Stated task - Count the lines in the records below that contain the string "forest", treating uppercase and lowercase letters as distinct. Give only the number.

Location annotation dataset excerpts:
------------------------------------

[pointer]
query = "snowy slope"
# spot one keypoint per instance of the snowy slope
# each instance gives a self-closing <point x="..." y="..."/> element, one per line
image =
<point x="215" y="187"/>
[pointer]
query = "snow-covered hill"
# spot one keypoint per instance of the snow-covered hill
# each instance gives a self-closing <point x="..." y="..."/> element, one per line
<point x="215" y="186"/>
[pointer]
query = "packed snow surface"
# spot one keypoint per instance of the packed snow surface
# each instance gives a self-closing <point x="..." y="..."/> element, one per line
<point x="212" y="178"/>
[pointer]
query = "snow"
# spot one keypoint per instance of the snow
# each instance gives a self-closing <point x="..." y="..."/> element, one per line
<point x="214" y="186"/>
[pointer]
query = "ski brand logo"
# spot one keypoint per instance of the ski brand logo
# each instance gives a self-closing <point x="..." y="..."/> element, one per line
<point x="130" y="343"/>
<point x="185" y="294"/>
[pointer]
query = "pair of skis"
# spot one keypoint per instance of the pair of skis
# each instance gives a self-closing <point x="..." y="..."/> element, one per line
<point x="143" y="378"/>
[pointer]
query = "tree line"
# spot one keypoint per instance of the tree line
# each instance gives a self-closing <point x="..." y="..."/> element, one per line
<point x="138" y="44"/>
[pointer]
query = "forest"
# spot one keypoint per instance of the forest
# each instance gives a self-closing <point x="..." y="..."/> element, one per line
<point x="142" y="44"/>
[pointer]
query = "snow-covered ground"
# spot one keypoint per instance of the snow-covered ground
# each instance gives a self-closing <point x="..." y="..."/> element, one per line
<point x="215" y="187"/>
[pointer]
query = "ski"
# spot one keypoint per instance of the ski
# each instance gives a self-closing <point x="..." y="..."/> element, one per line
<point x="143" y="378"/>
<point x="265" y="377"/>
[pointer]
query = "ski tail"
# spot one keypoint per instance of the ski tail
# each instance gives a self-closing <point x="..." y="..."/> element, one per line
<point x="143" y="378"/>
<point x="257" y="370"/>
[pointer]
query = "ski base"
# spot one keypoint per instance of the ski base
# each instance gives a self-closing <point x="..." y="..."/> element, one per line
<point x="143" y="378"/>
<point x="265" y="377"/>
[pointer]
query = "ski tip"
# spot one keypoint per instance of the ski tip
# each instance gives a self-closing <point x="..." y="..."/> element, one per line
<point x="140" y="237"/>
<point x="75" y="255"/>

------------------------------------

Correct answer - 2